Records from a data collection
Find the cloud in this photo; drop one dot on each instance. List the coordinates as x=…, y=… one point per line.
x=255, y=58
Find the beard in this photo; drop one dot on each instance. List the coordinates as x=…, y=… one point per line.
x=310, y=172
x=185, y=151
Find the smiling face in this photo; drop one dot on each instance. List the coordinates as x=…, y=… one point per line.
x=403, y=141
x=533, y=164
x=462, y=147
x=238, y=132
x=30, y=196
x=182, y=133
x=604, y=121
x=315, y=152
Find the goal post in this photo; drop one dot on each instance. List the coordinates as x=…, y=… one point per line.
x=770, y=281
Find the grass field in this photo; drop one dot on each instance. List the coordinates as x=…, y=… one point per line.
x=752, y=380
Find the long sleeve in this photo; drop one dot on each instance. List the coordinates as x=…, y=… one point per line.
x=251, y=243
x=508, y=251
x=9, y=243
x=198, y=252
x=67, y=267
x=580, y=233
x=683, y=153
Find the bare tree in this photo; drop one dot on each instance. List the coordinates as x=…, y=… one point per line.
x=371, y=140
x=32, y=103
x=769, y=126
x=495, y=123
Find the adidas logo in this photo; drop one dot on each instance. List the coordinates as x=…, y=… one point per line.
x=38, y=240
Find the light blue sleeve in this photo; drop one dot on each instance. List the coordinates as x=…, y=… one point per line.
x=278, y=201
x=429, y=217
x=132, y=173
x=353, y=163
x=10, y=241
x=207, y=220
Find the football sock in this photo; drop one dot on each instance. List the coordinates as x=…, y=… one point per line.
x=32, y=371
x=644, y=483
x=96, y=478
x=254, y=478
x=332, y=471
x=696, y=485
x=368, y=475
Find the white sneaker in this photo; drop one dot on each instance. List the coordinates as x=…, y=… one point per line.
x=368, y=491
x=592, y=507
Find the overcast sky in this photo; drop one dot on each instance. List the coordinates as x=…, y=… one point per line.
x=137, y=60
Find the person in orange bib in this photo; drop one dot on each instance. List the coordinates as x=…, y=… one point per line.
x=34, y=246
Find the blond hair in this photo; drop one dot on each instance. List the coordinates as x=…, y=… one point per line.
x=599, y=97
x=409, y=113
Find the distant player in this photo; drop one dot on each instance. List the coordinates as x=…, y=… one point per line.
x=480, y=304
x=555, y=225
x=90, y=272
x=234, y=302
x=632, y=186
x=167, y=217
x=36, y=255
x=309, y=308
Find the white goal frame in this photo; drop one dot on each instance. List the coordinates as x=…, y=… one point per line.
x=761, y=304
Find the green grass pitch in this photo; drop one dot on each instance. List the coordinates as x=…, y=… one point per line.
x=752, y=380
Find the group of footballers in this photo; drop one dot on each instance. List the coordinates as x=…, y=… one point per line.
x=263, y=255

PROBLEM DESCRIPTION - With nothing added or left out, print the data again.

SOLUTION FOR THIS PROBLEM -
Find the cloud in this photo; drop one dot on each instance. List the coordinates as x=…, y=… one point per line.
x=255, y=58
Find the beard in this photo; drop one dot on each instance. List the coordinates as x=…, y=… one point per line.
x=310, y=172
x=185, y=151
Find the smiling face in this photo; drop one dot on each instance. List the coordinates as x=…, y=… one point per line.
x=403, y=141
x=533, y=164
x=462, y=147
x=238, y=132
x=30, y=196
x=182, y=133
x=604, y=121
x=315, y=152
Find the goal post in this photo; drop one dot on each instance. List the coordinates as x=…, y=… one point per line.
x=770, y=281
Find the grass field in this photo; drop one dot on each instance. List the coordinates as x=…, y=… one point per line.
x=752, y=380
Find the long sleeve in this photo; drop one dot on each instance. List the coordinates as x=…, y=… one point per line.
x=251, y=243
x=508, y=251
x=9, y=243
x=198, y=252
x=67, y=267
x=580, y=233
x=683, y=153
Find the bare tree in this photo; drop one dot on each instance. List the coordinates as x=…, y=… one point per line.
x=371, y=140
x=32, y=103
x=769, y=126
x=495, y=123
Find the adidas logo in this photo; drop one dot on each instance. List the coordinates as x=…, y=… one point per line.
x=38, y=240
Find the light blue sleeve in this photo; drop one dot on each instance. List the coordinates as x=…, y=… one point per line.
x=278, y=201
x=429, y=217
x=132, y=173
x=353, y=163
x=10, y=241
x=207, y=220
Find the football sock in this photo; drop one dot on each instance. List the coordinates as x=…, y=… one point per line.
x=32, y=371
x=644, y=483
x=96, y=478
x=254, y=478
x=332, y=471
x=696, y=485
x=368, y=475
Find the white sneaker in this photo; drop one dot on each instance. List the coordinates as x=…, y=… one point per line.
x=368, y=491
x=592, y=507
Find the overcast sky in this photo; drop one dot on each instance. List the coordinates as x=…, y=… one point per line.
x=137, y=60
Find the person in orange bib in this photo; drop one dot on each instance. List the coordinates as x=…, y=… one point per line.
x=34, y=246
Find the blond hair in this photo; drop one dot on each instance. List the coordinates as x=…, y=… one point per line.
x=599, y=97
x=409, y=113
Find the distant player in this photo; drop one dot on each instance. List the coordinates as x=…, y=… one point per line.
x=480, y=304
x=555, y=225
x=90, y=272
x=234, y=302
x=632, y=186
x=167, y=217
x=36, y=255
x=309, y=308
Find the white goal frame in this photo; drop one dot on each instance. List the coordinates as x=…, y=… one point per line.
x=761, y=304
Find the green grass pitch in this photo; drop one dot on each instance. List the coordinates as x=…, y=… one point per line.
x=752, y=380
Find the group of footballers in this photo; drop one dot on each instance. List the coordinates as x=…, y=… one point per line.
x=263, y=255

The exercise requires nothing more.